— What you should do —
Write the records out again exactly as they read, dropping any picture they hold.

+++ Dataset

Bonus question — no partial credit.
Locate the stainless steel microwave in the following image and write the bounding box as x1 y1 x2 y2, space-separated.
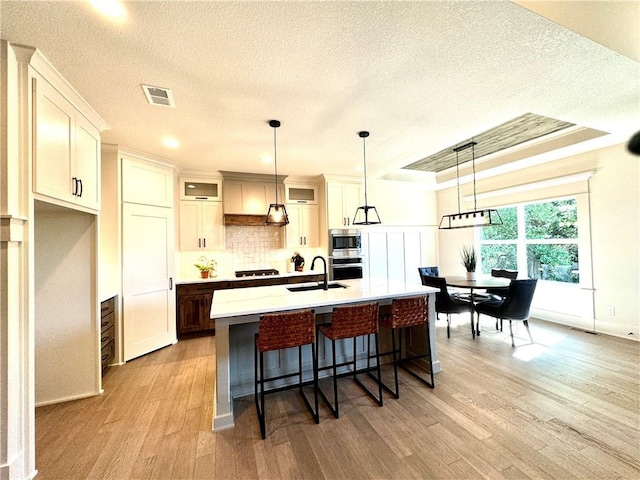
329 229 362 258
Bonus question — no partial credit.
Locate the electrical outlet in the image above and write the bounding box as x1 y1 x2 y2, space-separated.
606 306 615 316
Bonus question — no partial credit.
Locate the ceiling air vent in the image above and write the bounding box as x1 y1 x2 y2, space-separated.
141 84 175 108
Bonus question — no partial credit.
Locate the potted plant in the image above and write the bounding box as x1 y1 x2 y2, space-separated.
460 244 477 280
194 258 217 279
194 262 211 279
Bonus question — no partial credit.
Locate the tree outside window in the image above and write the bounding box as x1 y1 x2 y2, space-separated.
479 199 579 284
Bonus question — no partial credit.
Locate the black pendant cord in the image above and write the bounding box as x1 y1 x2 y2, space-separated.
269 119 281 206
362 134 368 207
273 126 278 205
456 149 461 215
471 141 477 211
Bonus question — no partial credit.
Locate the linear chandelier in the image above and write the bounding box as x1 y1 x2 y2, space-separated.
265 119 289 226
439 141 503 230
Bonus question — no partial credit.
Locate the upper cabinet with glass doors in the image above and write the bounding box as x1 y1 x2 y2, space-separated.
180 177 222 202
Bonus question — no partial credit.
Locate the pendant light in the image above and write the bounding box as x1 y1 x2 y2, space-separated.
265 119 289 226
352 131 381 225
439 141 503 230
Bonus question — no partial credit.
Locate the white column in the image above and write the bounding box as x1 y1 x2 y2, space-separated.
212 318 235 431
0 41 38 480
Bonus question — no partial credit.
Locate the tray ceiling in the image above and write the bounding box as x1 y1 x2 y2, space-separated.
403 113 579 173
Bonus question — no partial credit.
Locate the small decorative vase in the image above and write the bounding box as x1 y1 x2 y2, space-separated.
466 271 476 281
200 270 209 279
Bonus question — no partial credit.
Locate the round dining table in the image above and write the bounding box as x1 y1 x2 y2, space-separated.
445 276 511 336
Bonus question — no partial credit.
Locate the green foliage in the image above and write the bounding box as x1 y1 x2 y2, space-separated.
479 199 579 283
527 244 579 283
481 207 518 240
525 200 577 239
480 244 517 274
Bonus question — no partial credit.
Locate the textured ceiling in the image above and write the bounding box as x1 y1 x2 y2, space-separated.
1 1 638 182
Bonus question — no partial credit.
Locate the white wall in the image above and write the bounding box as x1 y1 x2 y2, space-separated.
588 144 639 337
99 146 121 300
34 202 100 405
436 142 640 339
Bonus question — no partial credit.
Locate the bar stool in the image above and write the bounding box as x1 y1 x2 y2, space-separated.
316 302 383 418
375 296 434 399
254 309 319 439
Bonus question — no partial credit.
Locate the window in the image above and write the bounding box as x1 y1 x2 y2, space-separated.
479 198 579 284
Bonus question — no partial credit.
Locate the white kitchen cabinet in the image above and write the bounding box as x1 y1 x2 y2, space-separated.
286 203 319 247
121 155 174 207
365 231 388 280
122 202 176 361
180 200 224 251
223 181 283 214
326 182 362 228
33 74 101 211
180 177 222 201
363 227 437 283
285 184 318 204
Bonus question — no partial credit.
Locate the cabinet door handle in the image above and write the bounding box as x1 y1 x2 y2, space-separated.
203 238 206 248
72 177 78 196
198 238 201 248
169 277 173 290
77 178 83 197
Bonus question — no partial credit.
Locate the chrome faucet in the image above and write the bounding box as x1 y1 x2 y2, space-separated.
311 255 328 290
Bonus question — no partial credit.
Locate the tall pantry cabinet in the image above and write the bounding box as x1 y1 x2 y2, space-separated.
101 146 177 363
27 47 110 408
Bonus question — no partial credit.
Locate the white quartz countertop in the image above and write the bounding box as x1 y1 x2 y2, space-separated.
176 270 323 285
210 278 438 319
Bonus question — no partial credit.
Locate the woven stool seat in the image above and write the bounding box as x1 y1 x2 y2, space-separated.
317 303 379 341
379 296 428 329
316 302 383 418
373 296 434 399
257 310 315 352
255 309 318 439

++++++

— Exercise answer —
Bonus question — no partial credit.
Locate the stainless steel microwave in the following image and write the bounding box as x1 y1 x2 y2, space-separated.
329 229 362 258
Bonus question — no partial credit.
Locate the electrical outlet in the image above and write the bounding box as x1 y1 x2 y2, space-separated.
606 306 615 316
Bonus question — no partial credit.
Locate the ceiling air vent in the image above and write the bounding box as x1 y1 x2 y2, space-separated.
141 84 175 108
Bonus question — no partial credit.
Locate the potted plant in the image above and write the bounding box as x1 y1 x2 y2, space-separated.
460 244 477 280
194 258 217 279
194 262 211 279
Bonus question — no partial credit.
Locate the tree outside window in the image above and write the bounding box as x1 y1 x2 y2, space-separated.
479 199 579 284
Bonus question — no partial credit.
Locate the black pendant cord in the image above and write the bounding box as x1 y1 x2 y2, space-separated.
269 119 281 206
362 134 368 207
273 126 278 205
456 149 461 215
471 141 477 211
Bonus question — no partial credit.
Locate the linear chandelier in the image above and write the bounding box as x1 y1 x2 y2, space-separated.
265 119 289 226
439 141 503 230
Bonus question — no partial credit.
Locate the upper cabinet with glass doors in the image above and write the bounding box as x1 y1 x2 y2, space-separated.
180 177 222 202
Bonus question — no partial credit.
Locate the pendant light in the image above and write the bounding box as x1 y1 x2 y2, space-separated.
265 119 289 226
352 131 381 225
439 141 503 230
Bonus question — no partial credit.
Locate the white column in the image above and write the bounding box as x1 y1 x2 y2, space-separated.
212 318 235 431
0 41 38 480
Bonus question — no partial credit.
Locate the tray ceiling in the image above and write the bounding box as x1 y1 x2 y2, space-separated.
403 113 579 173
Bonus question — no partial credit.
Locate the small decorative vase in the image above and write the bounding box as x1 y1 x2 y2, space-separated.
466 271 476 281
200 270 209 279
Bonus question — no partial credit.
Locate the round dining table in the image above and write the bounding box as x1 y1 x2 y2, space-separated.
445 276 511 336
Bonus question — no partial credit.
Locate the green foliage in the image above and write the bounding box as x1 y1 x2 y2, space-separated.
479 199 579 283
527 244 579 283
481 207 518 240
525 200 577 239
480 244 517 274
Bonus question — no partial credit.
Locate the textured ceiling in the image above and write the bounding box as x1 y1 x2 y2, space-separated.
1 1 638 182
Bonus question — no partial credit.
Locate the white wall in the image above and write the bounding box as x1 y1 x2 y2, space-separated.
588 144 639 337
99 146 121 300
34 202 100 405
436 142 640 339
Bonus question — no partial credit.
Locate the bar stool in the image above and write the bounding box as x1 y1 x2 y2, space-separated.
316 302 383 418
375 296 434 399
254 309 319 439
Bonus question — no partial credit.
Locate the window in the image above and write the bounding box as x1 y1 x2 y2, space-separated.
479 198 579 284
Bonus question — no partial credit.
Locate the white kitchen cabinet in the image above and write the bounding box as x1 y1 x2 y2, space-separated.
286 203 319 247
121 155 174 207
365 231 388 280
122 202 176 361
180 200 224 251
223 181 283 214
326 182 362 228
33 74 101 211
180 177 222 201
363 227 437 283
285 184 318 204
Bonus question — no partial credit.
Locate the cabinet door handle in the image above and write the bounding box as x1 y1 x2 y2, space-separated.
203 238 206 248
72 177 78 196
198 238 201 248
169 277 173 290
77 178 83 197
Bonus question — no partial credit.
Locate the chrome faucet in the image above and write the bounding box as x1 y1 x2 y2, space-separated.
311 255 328 290
Bonus question — no partial credit.
Locate the tall pantry cabinet in the image above and write the bounding box as x1 y1 x2 y2, space-separated.
101 146 177 363
27 47 110 408
Bonus question — no partial credit.
Locate the white quartz countertop in the image above and write the bounding box as x1 y1 x2 y2, space-separated.
176 270 323 285
210 278 438 319
Bonus question — no partial credit.
Locate the woven stool seat in the image above and write the bounding box as x1 y1 x2 y2, space-separated.
317 303 379 341
379 296 428 329
316 302 383 418
373 296 434 399
257 310 315 352
255 309 318 439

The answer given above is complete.